Aim: Rewrite the part of the records that opens with the line containing "of the balcony." and runs through the end of the records as a JSON list of strings, one string per line and blank lines left out. Include only that part.

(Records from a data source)

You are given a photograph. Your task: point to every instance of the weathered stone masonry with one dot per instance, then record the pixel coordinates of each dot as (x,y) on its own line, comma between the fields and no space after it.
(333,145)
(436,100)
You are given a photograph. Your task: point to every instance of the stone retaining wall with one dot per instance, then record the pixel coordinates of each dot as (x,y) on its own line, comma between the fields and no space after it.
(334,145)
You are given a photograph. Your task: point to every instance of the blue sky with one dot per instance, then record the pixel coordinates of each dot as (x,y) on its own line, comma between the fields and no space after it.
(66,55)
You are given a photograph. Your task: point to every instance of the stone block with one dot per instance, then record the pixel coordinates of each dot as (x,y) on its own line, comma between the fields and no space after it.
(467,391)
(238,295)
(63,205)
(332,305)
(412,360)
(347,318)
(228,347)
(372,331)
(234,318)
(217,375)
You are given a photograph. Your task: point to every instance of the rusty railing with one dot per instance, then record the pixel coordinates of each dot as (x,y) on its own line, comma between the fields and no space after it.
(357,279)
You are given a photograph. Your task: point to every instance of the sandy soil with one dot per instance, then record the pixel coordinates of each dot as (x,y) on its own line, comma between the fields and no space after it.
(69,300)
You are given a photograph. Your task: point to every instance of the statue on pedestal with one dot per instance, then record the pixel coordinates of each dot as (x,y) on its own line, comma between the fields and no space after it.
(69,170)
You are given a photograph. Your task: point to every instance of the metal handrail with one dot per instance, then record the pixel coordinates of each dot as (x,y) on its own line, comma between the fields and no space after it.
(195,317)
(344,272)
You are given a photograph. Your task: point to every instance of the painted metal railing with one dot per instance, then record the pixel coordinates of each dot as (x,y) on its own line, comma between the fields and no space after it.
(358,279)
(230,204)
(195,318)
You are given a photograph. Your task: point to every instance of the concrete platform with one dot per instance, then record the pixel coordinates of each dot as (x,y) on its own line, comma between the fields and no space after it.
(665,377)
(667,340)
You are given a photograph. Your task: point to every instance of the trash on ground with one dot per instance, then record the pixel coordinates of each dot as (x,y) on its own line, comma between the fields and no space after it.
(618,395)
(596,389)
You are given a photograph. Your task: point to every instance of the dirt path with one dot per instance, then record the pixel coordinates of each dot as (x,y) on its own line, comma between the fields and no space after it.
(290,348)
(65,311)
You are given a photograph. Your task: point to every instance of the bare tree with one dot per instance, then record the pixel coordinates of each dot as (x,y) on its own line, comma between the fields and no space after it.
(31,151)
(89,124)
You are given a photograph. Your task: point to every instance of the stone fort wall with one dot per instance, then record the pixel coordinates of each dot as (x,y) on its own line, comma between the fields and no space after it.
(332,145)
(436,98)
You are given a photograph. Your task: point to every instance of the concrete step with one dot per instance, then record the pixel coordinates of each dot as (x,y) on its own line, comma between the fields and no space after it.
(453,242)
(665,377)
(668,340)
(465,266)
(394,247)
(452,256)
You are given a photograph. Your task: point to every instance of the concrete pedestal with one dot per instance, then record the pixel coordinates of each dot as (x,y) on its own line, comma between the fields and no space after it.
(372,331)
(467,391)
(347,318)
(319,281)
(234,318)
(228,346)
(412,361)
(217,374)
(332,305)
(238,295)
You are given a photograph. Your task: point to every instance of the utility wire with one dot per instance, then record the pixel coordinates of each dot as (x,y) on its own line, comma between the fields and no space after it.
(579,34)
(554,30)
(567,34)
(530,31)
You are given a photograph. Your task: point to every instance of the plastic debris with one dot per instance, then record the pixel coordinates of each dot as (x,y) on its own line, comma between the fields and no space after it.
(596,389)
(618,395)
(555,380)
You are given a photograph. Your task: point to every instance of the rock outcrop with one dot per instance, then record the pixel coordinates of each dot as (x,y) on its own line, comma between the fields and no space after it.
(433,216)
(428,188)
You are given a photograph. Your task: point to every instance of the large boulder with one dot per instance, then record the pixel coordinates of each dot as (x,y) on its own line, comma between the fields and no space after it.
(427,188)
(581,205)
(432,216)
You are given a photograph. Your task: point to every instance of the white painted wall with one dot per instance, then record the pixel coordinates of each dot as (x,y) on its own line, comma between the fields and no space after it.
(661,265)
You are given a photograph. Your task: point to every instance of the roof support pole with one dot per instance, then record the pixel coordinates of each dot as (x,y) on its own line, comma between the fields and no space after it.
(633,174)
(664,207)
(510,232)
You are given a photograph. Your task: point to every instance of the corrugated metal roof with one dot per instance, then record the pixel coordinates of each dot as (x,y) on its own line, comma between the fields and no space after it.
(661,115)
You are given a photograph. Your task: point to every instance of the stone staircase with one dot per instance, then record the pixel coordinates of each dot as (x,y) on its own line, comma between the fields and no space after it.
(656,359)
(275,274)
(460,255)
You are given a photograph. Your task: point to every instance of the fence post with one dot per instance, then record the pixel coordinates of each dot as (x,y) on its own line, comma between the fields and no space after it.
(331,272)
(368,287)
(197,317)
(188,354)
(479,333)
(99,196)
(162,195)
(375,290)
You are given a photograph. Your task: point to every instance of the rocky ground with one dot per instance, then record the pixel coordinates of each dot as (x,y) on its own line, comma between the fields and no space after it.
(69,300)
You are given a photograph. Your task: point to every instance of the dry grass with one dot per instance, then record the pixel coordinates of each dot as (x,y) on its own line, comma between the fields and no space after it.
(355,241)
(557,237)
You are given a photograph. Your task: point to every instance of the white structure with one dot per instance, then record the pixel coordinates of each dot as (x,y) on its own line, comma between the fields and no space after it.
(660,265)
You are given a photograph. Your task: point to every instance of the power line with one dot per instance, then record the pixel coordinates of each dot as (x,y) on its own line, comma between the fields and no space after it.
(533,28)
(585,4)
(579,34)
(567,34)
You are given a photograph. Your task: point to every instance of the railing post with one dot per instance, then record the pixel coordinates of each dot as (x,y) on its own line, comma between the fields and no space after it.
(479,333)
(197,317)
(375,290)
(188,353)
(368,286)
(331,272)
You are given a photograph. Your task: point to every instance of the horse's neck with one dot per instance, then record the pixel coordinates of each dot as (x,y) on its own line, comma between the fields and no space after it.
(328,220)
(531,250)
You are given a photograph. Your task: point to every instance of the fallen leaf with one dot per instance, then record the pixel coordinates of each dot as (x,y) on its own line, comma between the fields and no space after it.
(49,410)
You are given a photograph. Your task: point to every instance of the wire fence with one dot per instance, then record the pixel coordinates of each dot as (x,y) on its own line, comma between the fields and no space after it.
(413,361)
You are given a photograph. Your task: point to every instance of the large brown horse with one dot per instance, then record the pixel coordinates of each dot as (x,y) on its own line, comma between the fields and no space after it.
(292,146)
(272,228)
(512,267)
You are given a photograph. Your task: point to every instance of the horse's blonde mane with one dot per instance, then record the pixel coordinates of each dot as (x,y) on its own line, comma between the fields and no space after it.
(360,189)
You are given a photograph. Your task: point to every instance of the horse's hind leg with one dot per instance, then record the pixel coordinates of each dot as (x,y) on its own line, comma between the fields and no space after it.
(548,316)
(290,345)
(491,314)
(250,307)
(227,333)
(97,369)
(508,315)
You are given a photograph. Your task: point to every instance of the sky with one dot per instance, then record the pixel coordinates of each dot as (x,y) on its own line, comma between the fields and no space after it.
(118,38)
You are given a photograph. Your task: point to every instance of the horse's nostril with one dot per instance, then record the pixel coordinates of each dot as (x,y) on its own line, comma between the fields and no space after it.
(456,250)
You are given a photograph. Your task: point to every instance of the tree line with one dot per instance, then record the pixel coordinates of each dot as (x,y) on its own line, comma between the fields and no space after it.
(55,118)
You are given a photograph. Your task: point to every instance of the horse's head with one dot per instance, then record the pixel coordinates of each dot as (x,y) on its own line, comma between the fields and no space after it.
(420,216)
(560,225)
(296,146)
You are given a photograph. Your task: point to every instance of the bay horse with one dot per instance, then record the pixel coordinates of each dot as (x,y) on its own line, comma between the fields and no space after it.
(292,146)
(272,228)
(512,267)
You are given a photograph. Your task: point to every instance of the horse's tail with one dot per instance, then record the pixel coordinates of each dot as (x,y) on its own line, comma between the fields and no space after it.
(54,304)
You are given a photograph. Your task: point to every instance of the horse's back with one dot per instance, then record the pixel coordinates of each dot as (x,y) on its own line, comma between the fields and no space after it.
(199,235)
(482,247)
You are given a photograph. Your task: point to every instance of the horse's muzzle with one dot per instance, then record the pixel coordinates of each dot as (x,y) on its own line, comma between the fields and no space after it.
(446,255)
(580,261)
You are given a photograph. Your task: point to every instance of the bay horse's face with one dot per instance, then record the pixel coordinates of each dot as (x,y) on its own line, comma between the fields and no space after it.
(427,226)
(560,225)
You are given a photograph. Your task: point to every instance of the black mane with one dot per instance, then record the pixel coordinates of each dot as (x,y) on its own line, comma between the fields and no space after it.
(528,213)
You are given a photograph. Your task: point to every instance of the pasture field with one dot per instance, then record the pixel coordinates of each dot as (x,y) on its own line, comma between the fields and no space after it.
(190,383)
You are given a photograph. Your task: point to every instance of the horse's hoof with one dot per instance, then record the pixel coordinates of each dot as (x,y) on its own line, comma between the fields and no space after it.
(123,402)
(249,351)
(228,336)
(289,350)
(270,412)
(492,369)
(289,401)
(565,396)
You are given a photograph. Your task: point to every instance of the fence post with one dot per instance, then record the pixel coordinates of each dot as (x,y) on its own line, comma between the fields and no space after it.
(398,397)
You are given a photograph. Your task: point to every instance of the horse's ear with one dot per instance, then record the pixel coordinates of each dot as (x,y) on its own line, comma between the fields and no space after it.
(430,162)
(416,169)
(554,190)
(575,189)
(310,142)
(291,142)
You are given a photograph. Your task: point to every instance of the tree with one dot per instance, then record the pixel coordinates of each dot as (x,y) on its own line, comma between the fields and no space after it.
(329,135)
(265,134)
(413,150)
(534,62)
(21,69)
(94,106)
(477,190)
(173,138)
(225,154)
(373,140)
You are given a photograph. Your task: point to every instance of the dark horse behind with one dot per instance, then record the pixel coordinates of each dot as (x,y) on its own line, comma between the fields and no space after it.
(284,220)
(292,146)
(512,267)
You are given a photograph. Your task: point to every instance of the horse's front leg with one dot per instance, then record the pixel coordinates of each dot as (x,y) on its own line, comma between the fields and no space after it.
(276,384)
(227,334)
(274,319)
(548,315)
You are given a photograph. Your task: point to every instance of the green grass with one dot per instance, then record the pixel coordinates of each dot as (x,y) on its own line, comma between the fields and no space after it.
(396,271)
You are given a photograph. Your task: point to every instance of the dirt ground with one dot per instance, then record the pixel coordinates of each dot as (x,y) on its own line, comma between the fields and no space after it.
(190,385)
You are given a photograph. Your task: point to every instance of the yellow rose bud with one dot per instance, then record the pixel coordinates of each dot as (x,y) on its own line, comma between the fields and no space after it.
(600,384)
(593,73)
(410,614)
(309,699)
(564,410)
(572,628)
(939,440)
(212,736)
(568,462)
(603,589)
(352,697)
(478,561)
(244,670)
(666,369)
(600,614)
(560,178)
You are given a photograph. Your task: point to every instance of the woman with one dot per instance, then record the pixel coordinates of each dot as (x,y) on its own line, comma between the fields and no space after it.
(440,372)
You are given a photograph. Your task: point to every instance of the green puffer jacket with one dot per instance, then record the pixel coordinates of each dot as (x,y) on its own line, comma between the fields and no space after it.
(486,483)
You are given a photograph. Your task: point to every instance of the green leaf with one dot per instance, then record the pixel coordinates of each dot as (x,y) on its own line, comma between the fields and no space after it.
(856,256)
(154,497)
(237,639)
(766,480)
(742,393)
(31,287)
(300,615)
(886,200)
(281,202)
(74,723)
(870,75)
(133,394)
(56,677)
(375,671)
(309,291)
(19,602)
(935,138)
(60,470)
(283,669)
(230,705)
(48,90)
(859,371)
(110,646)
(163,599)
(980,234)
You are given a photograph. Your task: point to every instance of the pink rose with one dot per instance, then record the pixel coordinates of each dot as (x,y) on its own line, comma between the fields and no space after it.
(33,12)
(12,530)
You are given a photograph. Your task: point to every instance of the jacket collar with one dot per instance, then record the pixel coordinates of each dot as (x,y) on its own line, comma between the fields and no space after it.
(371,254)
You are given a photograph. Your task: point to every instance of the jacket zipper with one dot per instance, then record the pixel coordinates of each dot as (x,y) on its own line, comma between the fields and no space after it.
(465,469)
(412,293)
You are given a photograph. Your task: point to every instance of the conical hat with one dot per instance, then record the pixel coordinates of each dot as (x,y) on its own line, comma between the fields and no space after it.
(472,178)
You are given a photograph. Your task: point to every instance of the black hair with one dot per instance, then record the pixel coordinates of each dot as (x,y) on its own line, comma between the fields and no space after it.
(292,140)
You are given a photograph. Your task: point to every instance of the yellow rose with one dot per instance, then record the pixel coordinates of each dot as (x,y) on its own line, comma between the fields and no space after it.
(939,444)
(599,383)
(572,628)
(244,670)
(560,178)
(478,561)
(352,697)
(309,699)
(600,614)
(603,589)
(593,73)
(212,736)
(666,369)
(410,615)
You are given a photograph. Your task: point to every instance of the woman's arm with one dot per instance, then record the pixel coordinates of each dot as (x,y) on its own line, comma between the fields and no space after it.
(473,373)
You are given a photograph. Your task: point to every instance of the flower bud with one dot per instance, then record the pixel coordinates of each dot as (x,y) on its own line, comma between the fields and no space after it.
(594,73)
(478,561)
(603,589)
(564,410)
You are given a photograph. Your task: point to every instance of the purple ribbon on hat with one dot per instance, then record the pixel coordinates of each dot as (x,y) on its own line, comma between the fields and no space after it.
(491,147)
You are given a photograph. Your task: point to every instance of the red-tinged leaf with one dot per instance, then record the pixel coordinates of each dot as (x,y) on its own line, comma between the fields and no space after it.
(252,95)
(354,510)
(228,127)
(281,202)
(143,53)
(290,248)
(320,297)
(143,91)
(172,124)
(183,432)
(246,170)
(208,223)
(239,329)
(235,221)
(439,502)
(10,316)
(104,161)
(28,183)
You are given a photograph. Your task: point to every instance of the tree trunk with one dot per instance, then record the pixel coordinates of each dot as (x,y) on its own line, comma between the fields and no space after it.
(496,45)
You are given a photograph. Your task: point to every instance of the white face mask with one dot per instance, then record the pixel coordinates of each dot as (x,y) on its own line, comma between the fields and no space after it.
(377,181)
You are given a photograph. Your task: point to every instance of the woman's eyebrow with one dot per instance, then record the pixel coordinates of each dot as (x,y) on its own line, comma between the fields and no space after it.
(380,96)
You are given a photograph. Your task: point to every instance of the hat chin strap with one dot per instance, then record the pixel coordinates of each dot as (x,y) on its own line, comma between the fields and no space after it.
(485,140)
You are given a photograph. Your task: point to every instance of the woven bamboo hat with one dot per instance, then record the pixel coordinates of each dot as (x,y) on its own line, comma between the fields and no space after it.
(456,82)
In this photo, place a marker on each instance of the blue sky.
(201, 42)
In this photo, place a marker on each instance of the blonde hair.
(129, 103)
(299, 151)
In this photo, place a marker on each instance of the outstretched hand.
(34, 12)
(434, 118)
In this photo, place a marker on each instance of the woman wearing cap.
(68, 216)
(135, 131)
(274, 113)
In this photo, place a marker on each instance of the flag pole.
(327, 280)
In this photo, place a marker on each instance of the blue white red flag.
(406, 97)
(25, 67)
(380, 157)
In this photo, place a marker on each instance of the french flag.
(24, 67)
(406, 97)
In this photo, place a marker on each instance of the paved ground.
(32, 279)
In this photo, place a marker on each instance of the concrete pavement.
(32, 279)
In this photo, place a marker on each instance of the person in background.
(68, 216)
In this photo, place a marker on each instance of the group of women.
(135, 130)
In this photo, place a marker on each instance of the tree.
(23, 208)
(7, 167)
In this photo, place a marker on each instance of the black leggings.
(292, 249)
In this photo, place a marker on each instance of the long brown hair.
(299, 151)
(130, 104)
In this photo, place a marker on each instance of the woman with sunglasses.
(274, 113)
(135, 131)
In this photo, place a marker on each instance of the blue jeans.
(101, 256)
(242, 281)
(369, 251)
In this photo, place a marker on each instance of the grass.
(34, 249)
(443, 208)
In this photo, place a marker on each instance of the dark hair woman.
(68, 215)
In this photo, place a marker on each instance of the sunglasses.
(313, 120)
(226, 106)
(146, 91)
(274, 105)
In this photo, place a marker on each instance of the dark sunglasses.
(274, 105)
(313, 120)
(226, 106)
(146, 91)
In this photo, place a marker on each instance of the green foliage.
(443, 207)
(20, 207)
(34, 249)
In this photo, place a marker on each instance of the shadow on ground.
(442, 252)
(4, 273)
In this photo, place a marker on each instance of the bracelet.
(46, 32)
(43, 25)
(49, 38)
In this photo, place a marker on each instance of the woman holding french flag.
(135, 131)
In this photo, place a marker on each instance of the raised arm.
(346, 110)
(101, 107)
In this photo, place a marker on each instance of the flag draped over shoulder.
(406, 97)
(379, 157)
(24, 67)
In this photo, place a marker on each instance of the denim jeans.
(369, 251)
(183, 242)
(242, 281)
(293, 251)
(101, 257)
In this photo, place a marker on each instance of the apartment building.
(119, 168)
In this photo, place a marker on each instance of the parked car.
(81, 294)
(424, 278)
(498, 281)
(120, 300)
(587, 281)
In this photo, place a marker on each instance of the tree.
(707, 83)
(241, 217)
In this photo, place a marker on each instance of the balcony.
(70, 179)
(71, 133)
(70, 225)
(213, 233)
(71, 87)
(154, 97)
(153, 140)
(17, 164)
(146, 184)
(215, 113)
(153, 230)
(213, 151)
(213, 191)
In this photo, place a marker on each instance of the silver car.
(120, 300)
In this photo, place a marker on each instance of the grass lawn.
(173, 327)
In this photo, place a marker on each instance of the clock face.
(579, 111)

Solution to the problem:
[
  "In this photo, place a marker on each instance of the balcony.",
  "(70, 179)",
  "(71, 133)",
  "(70, 225)",
  "(213, 233)",
  "(71, 87)",
  "(154, 97)",
  "(153, 140)",
  "(17, 164)",
  "(146, 184)",
  "(215, 113)",
  "(153, 230)",
  "(213, 151)",
  "(213, 191)",
  "In this photo, place a marker on each instance of the silver car.",
  "(120, 300)",
  "In this photo, place a marker on each instance of the grass lawn.",
  "(173, 327)",
  "In this photo, place a marker on each instance of the clock face.",
  "(579, 111)"
]